- TO BE DONE
- A) For the article on autumn reflections, say whether each statement agrees with it: (i) calm, windless conditions give the best results when photographing trees reflected in a lake; (ii) a fast shutter speed gently blurs the surface of the water; (iii) abstract reflection images should always include the trees. Answer yes or no for each, quoting the deciding words of the article.
- B) Update the autumn reflections article by rewriting everything from "Capture Mirrored Reflections" down to "their interesting texture.", with "lake" replaced by "pond".
- C) Take the autumn reflections article further, writing on from its last sentence.

Autumn is a beautiful season that’s loved by photographers everywhere. Or at least by those who happen to live in areas of the world where the changing leaves create spectacular photo opportunities! By CHRISTINA HARMAN.
If you happen to live in, or are traveling to one of those scenic areas, then chances are that you’ll want to capture fall in all of its beauty. One of the best ways to create images that showcase the splendor of autumn is by looking to include some reflections in your images.
If you think that all reflections are created equal, think again! There are lots of ways that you can include reflections in your images and a number of different types of reflections too. From classic images of the autumn foliage mirrored off of the surface of a lake, to an abstract image that showcases the colors of fall, and even city street lamps reflecting off of the street, there are plenty of ways that you can use reflections to enhance your images.
By mastering the art of capturing beautiful autumn reflections, you’ll have another great tool in your arsenal of photography concepts. Here’s a look at some tips for capturing and incorporating these beautiful elements into your compositions.
Capture Mirrored Reflections
The classic image of trees reflecting off the surface of a clear, smooth lake is popular with photographers everywhere, and for good reason. Mirror-like reflections can make for striking images. If you’re hoping to showcase the beauty of autumn by photographing some colorful, vibrant trees reflected off of a lake, you’ll want to look for windless, calm conditions for the best results.
If the water isn’t completely still though, don’t worry, just use a slower shutter speed to gently blur the surface of the water, and capture a beautiful, softer image. Alternatively, you could work with what you have, and use a fast shutter speed to freeze the ripples in the water, showcasing their interesting texture.
Create Abstract Reflections
While you might be tempted to capture everything as far as the eye can see, sometimes, you’ll want to get closer. Autumn foliage presents some great opportunities for creating some up-close and abstract reflections. Try leaving the trees out of your image, and just look to capture a close-up of the water that’s reflecting some of those beautiful, vibrant colors. This could be a close-up of a small pond or lake, of even a slow-moving stream or river.

- RECORD EXTRACTS

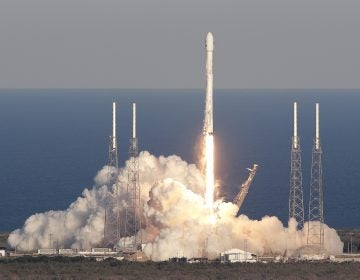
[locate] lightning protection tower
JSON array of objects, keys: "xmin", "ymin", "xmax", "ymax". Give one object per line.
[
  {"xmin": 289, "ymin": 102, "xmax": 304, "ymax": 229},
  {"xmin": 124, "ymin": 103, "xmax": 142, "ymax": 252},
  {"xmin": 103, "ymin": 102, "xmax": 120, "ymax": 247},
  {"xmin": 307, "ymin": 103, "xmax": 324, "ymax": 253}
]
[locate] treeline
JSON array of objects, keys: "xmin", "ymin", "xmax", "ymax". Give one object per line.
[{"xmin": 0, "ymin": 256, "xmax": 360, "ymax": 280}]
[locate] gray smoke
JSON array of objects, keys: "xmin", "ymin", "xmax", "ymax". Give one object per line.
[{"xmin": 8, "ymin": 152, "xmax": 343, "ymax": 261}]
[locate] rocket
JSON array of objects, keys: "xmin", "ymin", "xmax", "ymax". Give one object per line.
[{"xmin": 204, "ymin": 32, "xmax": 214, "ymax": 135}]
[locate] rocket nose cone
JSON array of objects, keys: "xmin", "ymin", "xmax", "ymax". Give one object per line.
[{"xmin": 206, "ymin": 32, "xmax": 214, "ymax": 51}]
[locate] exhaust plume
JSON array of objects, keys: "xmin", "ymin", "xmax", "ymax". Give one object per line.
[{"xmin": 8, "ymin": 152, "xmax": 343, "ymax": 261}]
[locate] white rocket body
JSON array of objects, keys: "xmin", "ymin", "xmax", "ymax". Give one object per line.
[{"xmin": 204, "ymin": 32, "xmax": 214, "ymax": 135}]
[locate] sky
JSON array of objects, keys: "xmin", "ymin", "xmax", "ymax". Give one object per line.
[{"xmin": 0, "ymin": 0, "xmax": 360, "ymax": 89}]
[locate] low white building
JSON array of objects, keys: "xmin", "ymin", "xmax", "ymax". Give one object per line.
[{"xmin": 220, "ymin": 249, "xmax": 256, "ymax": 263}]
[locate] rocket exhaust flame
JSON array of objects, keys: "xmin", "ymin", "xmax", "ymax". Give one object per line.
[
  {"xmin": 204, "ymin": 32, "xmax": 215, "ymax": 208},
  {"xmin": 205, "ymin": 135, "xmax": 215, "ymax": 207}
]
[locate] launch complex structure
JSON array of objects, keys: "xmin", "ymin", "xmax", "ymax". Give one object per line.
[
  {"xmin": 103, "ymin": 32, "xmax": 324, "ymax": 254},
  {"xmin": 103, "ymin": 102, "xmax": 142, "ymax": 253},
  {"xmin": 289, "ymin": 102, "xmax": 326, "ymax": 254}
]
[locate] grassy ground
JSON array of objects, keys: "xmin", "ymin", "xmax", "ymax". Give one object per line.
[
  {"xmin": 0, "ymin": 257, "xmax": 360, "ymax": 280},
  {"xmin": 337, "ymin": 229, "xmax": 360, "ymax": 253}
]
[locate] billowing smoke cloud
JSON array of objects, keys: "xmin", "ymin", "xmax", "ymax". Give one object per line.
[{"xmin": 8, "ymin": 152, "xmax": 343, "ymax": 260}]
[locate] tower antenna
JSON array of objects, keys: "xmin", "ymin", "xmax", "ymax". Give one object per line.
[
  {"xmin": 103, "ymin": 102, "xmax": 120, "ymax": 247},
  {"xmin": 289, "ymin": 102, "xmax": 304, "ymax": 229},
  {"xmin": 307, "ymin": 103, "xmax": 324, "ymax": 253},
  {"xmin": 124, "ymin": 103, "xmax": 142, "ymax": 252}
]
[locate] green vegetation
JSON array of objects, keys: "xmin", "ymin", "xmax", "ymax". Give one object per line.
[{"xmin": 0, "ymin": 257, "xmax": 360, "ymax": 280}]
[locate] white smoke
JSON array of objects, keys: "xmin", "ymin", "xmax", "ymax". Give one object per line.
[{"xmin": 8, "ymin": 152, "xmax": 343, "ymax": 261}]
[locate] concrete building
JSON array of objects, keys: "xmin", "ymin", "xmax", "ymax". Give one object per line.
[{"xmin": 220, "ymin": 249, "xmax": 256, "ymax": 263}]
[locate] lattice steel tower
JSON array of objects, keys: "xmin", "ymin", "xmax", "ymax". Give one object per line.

- RESPONSE LIST
- A)
(i) Yes: "you’ll want to look for windless, calm conditions for the best results."
(ii) No: "use a slower shutter speed to gently blur the surface of the water"
(iii) No: "Try leaving the trees out of your image"

- B)
Capture Mirrored Reflections
The classic image of trees reflecting off the surface of a clear, smooth pond is popular with photographers everywhere, and for good reason. Mirror-like reflections can make for striking images. If you’re hoping to showcase the beauty of autumn by photographing some colorful, vibrant trees reflected off of a pond, you’ll want to look for windless, calm conditions for the best results.
If the water isn’t completely still though, don’t worry, just use a slower shutter speed to gently blur the surface of the water, and capture a beautiful, softer image. Alternatively, you could work with what you have, and use a fast shutter speed to freeze the ripples in the water, showcasing their interesting texture.

- C)
This technique works especially well when the light is ideal, such as golden hour or early morning or evening light. If you’d like to isolate the beauty of a reflection, and are hoping for an image that’s not entirely abstract, you could look to include elements like rocks or a floating leaf to help anchor and add stability and context to your composition.
Look for the Light
The light is a major factor in capturing autumn reflections. And learning to make the most of available light will help you to capture some extraordinary images. Sunrise or sunset, as well as golden hour are all especially beautiful. The dramatic lighting that’s often found just after a storm is another great time for autumn images. If you can, try to plan to be on-location during an optimal time of day to capture the best light.
If you’re photographing during midday, though, no worries! Just bring a polarizer along with you. Using a polarizer will cut through some of the reflections on the surface, allowing you to include some of the rocks in the shallows, which you’ll be able to see when the light is clear.
Look for Elements to Include In Your Compositions
When capturing autumn reflections, keep your eye open for elements that can help to anchor your images. Including birds on the lake, some rocks in the shallows, or fallen trees or logs floating in the water can help to add interest as well as stability to your images. Including a waterfall or some interesting foreground – like fallen leaves, a in your images can also enhance your compositions.
Pack the Right Gear
When it comes to shooting autumn reflections you don’t need a lot of extra gear, but having the right equipment can help you to take your images up a notch.
- Tripod: a tripod is always a welcome addition when shooting reflections. Bringing one along can help to prevent camera shake and image blur when you’re using slow shutter speeds.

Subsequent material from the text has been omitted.